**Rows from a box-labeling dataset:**
_ _ _

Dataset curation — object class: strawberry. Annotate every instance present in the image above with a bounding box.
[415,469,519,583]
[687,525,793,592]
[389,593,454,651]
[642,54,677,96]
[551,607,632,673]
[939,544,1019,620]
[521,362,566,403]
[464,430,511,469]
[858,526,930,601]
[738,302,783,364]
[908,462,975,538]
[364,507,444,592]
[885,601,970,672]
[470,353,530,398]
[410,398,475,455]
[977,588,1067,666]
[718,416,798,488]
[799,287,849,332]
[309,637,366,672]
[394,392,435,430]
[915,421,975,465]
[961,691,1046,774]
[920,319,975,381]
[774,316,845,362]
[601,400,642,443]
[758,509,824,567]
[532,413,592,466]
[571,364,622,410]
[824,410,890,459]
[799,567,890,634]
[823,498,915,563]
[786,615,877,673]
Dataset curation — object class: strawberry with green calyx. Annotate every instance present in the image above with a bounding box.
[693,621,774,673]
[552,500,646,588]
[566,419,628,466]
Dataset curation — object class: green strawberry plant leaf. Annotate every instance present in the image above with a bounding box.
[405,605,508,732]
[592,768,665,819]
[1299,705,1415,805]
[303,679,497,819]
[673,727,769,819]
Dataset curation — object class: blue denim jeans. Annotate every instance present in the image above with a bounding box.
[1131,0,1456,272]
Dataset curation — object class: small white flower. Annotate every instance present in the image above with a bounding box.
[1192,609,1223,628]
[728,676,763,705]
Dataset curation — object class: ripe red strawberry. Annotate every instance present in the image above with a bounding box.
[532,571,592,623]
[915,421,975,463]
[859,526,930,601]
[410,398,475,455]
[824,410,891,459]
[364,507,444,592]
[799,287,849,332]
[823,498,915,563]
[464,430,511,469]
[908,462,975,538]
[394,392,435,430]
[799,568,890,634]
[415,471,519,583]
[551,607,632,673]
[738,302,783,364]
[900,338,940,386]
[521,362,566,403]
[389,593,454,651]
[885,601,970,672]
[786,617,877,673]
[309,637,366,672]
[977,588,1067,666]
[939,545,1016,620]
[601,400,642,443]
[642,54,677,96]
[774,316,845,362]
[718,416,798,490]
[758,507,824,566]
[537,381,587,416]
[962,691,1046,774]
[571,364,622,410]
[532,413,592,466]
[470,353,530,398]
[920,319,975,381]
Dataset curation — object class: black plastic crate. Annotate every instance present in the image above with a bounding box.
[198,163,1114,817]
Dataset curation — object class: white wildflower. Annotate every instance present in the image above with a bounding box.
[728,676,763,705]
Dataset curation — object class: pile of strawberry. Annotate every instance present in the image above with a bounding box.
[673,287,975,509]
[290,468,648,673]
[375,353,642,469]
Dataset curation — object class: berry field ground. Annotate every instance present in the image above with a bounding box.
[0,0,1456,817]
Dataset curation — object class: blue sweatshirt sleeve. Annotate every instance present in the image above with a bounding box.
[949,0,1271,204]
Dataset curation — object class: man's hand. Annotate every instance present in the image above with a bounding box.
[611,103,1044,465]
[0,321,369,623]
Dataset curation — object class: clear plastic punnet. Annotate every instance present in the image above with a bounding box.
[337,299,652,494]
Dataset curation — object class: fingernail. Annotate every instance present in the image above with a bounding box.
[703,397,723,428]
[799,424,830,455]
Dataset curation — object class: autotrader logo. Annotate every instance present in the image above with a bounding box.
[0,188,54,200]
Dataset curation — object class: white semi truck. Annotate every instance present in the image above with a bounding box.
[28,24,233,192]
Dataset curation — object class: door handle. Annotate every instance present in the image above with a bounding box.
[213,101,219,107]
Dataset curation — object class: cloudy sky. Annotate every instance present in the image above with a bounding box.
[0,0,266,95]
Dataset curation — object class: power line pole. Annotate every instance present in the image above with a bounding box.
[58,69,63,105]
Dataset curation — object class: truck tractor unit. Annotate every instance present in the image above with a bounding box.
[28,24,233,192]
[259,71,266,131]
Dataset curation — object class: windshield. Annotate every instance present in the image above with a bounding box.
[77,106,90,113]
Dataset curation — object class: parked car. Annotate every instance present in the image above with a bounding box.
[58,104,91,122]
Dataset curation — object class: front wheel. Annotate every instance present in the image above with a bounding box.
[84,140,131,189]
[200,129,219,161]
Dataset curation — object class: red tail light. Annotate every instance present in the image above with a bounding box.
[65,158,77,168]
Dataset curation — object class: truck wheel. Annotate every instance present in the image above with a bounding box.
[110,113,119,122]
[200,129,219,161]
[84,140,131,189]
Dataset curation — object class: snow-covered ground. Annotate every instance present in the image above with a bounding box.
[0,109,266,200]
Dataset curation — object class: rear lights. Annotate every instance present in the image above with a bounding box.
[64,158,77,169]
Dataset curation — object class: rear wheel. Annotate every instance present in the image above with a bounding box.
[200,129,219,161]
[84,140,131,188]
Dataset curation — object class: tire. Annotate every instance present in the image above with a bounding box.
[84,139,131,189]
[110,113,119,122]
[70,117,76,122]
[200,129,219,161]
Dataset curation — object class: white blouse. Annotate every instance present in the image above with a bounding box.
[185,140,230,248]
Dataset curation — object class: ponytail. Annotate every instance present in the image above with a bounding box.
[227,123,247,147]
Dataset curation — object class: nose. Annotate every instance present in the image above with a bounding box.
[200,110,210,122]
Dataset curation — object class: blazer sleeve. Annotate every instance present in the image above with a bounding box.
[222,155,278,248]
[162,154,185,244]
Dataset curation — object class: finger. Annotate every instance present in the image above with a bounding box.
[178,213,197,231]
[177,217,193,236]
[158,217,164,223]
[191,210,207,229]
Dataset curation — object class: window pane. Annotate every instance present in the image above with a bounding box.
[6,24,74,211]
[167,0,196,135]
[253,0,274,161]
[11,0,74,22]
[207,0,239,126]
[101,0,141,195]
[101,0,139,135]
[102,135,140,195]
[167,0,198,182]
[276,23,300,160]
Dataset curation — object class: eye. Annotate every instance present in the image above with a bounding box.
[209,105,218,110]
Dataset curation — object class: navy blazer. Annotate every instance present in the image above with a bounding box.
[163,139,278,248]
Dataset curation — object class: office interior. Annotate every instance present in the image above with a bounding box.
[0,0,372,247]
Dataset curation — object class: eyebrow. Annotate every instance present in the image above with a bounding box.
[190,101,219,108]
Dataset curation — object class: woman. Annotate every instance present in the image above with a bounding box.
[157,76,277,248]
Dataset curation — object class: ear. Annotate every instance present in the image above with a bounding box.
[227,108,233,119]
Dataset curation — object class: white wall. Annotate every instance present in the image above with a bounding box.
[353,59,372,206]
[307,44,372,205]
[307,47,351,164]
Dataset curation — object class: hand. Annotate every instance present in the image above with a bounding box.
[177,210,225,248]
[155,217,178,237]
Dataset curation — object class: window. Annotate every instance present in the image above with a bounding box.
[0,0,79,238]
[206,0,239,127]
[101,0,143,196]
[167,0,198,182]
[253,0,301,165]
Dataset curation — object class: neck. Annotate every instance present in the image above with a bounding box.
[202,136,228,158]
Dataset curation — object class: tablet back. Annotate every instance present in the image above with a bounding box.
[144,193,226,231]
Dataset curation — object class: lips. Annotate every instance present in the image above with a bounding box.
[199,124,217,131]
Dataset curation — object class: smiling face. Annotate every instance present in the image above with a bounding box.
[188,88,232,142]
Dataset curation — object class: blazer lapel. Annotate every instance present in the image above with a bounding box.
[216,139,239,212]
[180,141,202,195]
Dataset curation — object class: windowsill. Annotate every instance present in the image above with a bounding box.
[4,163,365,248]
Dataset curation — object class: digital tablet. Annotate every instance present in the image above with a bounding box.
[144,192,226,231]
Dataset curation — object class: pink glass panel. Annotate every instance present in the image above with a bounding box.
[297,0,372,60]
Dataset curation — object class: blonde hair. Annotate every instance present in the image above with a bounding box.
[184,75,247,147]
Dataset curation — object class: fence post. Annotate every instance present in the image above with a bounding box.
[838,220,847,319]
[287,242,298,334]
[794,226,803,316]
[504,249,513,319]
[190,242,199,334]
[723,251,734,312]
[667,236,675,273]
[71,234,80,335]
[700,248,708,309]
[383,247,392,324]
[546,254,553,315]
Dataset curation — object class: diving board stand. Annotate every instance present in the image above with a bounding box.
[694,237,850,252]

_ _ _

**Task details:**
Extract every line of the material that contains the string "ground". Matching is case-sensitive.

**Written answer:**
Dataset curation — object class: berry field ground. Annotate every instance present in the image above with a bounding box.
Dataset curation — object class: snow-covered ground. Annotate every instance present in the image above with a bounding box.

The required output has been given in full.